▸ **Supplied information**
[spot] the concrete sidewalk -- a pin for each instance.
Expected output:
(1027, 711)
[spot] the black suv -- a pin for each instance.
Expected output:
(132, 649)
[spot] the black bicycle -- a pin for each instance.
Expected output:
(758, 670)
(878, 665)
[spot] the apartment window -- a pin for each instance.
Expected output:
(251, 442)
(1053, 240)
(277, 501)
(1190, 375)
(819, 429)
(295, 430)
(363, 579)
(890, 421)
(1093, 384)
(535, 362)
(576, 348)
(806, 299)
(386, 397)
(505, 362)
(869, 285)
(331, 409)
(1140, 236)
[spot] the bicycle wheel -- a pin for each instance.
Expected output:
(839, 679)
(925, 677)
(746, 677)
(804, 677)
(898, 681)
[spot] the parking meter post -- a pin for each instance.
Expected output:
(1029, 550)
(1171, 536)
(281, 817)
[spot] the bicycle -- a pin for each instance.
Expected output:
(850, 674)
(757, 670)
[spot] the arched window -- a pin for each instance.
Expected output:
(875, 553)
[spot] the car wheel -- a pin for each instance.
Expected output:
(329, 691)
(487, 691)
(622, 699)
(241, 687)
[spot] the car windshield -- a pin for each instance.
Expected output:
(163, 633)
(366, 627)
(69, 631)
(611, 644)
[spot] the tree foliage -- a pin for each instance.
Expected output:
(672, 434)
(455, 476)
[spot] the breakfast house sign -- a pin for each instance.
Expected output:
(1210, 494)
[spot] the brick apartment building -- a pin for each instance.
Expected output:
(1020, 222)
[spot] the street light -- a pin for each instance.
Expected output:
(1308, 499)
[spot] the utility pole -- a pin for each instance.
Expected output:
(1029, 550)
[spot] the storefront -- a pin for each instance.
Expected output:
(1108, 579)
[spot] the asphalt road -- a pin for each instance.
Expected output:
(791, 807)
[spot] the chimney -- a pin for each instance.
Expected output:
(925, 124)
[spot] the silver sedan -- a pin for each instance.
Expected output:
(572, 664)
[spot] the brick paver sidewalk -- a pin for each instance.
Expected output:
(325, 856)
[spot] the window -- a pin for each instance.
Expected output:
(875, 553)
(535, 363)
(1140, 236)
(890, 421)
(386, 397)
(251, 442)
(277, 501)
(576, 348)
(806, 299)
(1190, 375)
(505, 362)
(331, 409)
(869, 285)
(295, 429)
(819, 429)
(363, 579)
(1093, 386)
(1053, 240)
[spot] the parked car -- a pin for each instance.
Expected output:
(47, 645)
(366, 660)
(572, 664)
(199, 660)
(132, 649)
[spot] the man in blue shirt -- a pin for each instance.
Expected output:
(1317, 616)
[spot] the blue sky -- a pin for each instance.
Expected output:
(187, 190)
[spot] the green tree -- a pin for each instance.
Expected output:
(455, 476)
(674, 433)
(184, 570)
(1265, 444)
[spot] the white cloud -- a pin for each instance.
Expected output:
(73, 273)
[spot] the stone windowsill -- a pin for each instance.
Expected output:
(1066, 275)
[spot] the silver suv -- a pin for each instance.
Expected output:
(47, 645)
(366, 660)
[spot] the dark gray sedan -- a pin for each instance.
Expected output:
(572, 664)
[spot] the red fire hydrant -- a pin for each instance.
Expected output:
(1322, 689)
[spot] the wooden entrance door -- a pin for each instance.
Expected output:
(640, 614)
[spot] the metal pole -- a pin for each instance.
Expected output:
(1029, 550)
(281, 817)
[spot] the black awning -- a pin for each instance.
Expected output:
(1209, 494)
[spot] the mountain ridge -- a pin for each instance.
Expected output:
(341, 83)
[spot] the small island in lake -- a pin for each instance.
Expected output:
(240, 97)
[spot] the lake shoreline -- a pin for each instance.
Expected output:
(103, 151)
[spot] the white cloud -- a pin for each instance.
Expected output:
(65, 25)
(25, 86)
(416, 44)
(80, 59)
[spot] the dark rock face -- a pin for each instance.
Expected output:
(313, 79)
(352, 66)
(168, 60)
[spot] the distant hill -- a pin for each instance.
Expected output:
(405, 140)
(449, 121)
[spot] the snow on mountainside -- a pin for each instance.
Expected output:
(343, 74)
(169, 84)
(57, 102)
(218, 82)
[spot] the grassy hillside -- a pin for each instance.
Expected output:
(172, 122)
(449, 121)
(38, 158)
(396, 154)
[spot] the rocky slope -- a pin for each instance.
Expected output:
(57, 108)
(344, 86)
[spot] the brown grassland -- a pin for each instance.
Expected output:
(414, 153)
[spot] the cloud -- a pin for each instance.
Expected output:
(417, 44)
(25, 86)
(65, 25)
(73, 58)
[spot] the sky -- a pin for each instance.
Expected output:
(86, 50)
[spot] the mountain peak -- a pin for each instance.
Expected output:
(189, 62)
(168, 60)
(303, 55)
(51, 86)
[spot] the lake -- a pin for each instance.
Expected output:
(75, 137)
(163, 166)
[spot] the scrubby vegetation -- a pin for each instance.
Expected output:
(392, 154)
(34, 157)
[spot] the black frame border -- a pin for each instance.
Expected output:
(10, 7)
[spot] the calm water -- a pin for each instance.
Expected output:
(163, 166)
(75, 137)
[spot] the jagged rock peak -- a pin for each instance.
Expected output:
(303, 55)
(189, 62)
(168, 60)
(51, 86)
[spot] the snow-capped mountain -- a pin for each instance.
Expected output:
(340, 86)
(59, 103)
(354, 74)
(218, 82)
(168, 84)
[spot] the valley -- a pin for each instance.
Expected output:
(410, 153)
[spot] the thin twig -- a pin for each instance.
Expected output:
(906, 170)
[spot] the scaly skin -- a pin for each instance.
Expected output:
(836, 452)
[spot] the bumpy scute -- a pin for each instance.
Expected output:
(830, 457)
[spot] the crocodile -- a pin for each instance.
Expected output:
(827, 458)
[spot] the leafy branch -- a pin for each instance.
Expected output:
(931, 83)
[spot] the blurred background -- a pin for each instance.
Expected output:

▸ **Problem to solve**
Reproduce every row above verbatim, preserving each line's wording, punctuation, and order.

▸ **Task answer**
[spot] the concrete sidewalk -- a pin for each instance.
Expected output:
(1027, 711)
[spot] the black suv -- a pin for each instance.
Expected output:
(132, 649)
[spot] the black bicycle -- a pin for each instance.
Expected output:
(758, 670)
(878, 665)
[spot] the apartment window -- a pin for each instance.
Expected output:
(251, 442)
(1053, 240)
(277, 501)
(1190, 375)
(819, 429)
(295, 430)
(363, 579)
(890, 421)
(1093, 384)
(535, 362)
(576, 348)
(806, 299)
(386, 397)
(505, 362)
(869, 285)
(331, 409)
(1140, 236)
[spot] the bicycle wheel -- a pin for each instance.
Expected output:
(839, 679)
(925, 677)
(746, 677)
(804, 677)
(898, 681)
[spot] the parking meter post -- a pin for each instance.
Expected output:
(1029, 550)
(1171, 536)
(281, 817)
[spot] the bicycle -- a pin for each instance.
Expected output:
(850, 674)
(757, 670)
[spot] the arched window -- a pin for each instance.
Expected output:
(875, 553)
[spot] the car wheel -- a pin for each instance.
Expected output:
(329, 691)
(487, 691)
(622, 699)
(241, 687)
[spot] the car windshield -- a pin for each instance.
Expected output:
(163, 633)
(366, 627)
(69, 631)
(611, 644)
[spot] the tree foliage -- a pin for each instance.
Expected output:
(672, 434)
(455, 476)
[spot] the breakfast house sign -- a pin for each instance.
Expected output:
(1210, 494)
[spot] the brick apartment building -- a pin for each instance.
Expected output:
(1020, 222)
[spot] the street light -- a pin for each instance.
Expected output:
(1308, 499)
[spot] the utility pole -- a pin for each instance.
Expected output:
(1029, 550)
[spot] the storefront -- a pin for each instance.
Expected output:
(1108, 579)
[spot] the asphalt road -- a pin for each instance.
Expected output:
(791, 807)
[spot] the chimney -- a pin for each instance.
Expected output:
(925, 124)
[spot] the silver sedan -- a pin for each instance.
Expected output:
(572, 664)
[spot] the brick paver sidewalk -- a pin for each instance.
Expected output:
(325, 856)
[spot] the window -- a pin for each instance.
Expected output:
(875, 553)
(535, 363)
(1140, 236)
(890, 421)
(386, 397)
(251, 442)
(277, 501)
(576, 348)
(806, 299)
(1190, 375)
(505, 362)
(331, 409)
(869, 285)
(295, 429)
(819, 429)
(363, 579)
(1093, 386)
(1053, 240)
[spot] the parked car -- a pin for each instance.
Expected output:
(47, 645)
(366, 660)
(572, 664)
(199, 660)
(132, 649)
[spot] the man in blue shirt -- a pin for each instance.
Expected output:
(1317, 616)
[spot] the blue sky -- a pin for each instance.
Expected output:
(187, 190)
[spot] the green tree -- a pin for each instance.
Expected output:
(455, 476)
(674, 433)
(184, 570)
(1265, 444)
[spot] the white cloud -- a pin for each instance.
Expected output:
(73, 273)
[spot] the stone windowsill -- a pin for each instance.
Expected output:
(1066, 275)
[spot] the silver suv -- a pin for each instance.
Expected output:
(47, 645)
(366, 660)
[spot] the dark gray sedan -- a pin for each instance.
Expected output:
(572, 664)
[spot] the red fire hydrant -- a pin for each instance.
Expected output:
(1322, 689)
[spot] the wooden entrance door -- a pin for each instance.
Expected output:
(640, 614)
[spot] the metal pole -- a pin for each instance.
Expected output:
(1029, 550)
(281, 817)
[spot] the black awning -- a pin for each instance.
Expected output:
(1209, 494)
[spot] the mountain ridge -- a pin for each instance.
Expected output:
(341, 83)
[spot] the small island in lake -- a pin for each instance.
Expected output:
(240, 97)
[spot] the lake shoreline -- a pin for each instance.
Expected output:
(103, 151)
[spot] the white cloud -- a pin for each instance.
Expected output:
(65, 25)
(25, 86)
(416, 44)
(80, 59)
[spot] the dark rock face -- a pin for each instance.
Expected output:
(313, 79)
(352, 66)
(168, 60)
[spot] the distant hill -- a pin for each instance.
Expected output:
(405, 140)
(449, 121)
[spot] the snow on mountainside -- a pin for each instance.
Expected output:
(343, 74)
(169, 84)
(57, 102)
(218, 82)
[spot] the grassy hillside -- a pin for each instance.
Expected output:
(172, 122)
(449, 121)
(38, 158)
(396, 154)
[spot] the rocky slope -- a pin for each instance.
Expected output:
(57, 108)
(344, 86)
[spot] the brown grassland -- a pin for each instance.
Expected output:
(414, 153)
[spot] the cloud -- a pin for each instance.
Expected output:
(417, 44)
(25, 86)
(65, 25)
(73, 58)
[spot] the sky -- a pin for each instance.
Expected output:
(86, 50)
[spot] the mountain peak -- a pin for each instance.
Expected output:
(189, 62)
(168, 60)
(303, 55)
(51, 86)
[spot] the lake -- a pin for each instance.
Expected output:
(75, 137)
(163, 166)
[spot] the scrubby vegetation -- a pin for each instance.
Expected output:
(392, 154)
(34, 157)
[spot] the black frame border -- a pin for each instance.
Expected output:
(10, 7)
[spot] the calm water -- a pin for each instance.
Expected output:
(163, 166)
(75, 137)
[spot] the jagged rock peak -- a pin for each instance.
Expected output:
(303, 55)
(189, 62)
(168, 60)
(51, 86)
[spot] the snow-capped mountain -- a pin for each instance.
Expected output:
(340, 86)
(59, 103)
(354, 74)
(218, 82)
(168, 84)
[spot] the valley -- a pin for each instance.
Expected output:
(410, 153)
[spot] the thin twig -- a pin for each instance.
Expected output:
(906, 170)
[spot] the scaly skin -- a pin for each instance.
Expected output:
(836, 452)
[spot] the bumpy scute -- a pin for each instance.
Expected output:
(830, 457)
[spot] the crocodile -- a pin for each instance.
Expected output:
(827, 458)
[spot] the leafy branch -- a pin for each instance.
Expected output:
(931, 83)
[spot] the blurred background -- a pin for each instance.
Expected output:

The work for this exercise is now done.